Back

Don’t Spend It All In One Place: Things To Consider When Investing Your Inheritance/Windfall

Coming in to a large amount of money is not something that happens often in a person’s lifetime. You may be tempted to spend, make gifts, give up your job or pay off existing debts and loans, but taking time to consider your options will put you in the best position for your financial future.
Don’t feel you have to take action straight away. Taking time to take in impartial advice about your new-found money will give you all of the options you need to make an informed decision that can potentially reward you well in the future.

The short term
Consider setting yourself up with a savings account that you keep separate. This may benefit you whilst you are deciding how you should deal with your money in the long term.

Take advice
If you are considering investing your money, it’s important that you seek impartial financial advice so that all options are laid out for you. Independent Financial Advisers (‘IFA’) are not tied to any specific providers, which means that all advice provided to you is in your best interests only.
Financial planning begins with fully understanding where you are with your finances. It’s important to take time to understand all of your outgoings and incomings, so that you can see how your windfall fits in with your circumstances, and what level of risk you are willing to take if you choose to invest your money.

※ ※ ※

• **PROBLEM STATEMENT**:
From the page on investing an inheritance, repeat verbatim the stretch that begins with the words "The short term" and ends with "the long term.".

• **INFORMATION SHOWN**:
※ ※ ※

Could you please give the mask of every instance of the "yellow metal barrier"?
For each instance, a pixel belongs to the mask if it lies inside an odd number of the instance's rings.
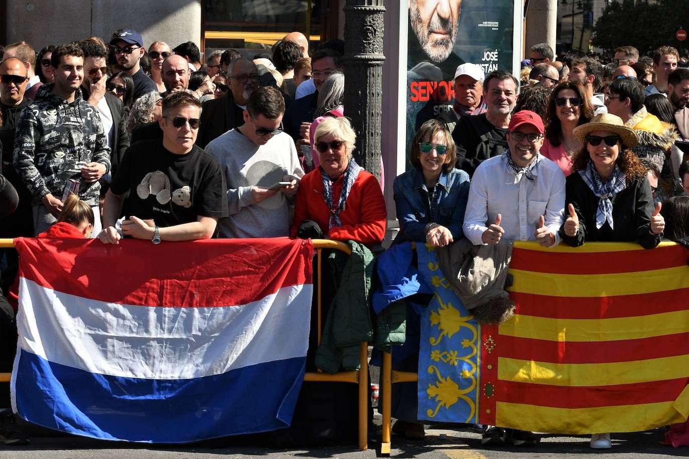
[[[331,241],[329,239],[313,239],[313,248],[316,248],[317,254],[317,269],[318,275],[318,282],[316,287],[318,294],[318,343],[320,343],[321,334],[321,281],[320,268],[322,266],[321,257],[322,249],[331,248],[342,250],[346,253],[351,254],[351,250],[349,246],[344,242],[338,241]],[[14,242],[11,239],[0,239],[0,248],[14,247]],[[367,429],[368,428],[368,420],[367,419],[367,407],[369,396],[369,350],[368,343],[362,343],[360,352],[359,354],[360,359],[360,366],[358,372],[341,372],[335,374],[327,374],[320,372],[316,373],[305,373],[304,381],[310,382],[337,382],[337,383],[353,383],[359,385],[359,393],[358,403],[359,406],[359,449],[364,450],[368,448]],[[9,383],[12,376],[11,373],[0,373],[0,383]],[[388,402],[389,403],[389,401]],[[389,410],[388,410],[389,413]],[[388,434],[389,436],[389,433]]]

※ ※ ※

• **RESULT BELOW**:
The short term
Consider setting yourself up with a savings account that you keep separate. This may benefit you whilst you are deciding how you should deal with your money in the long term.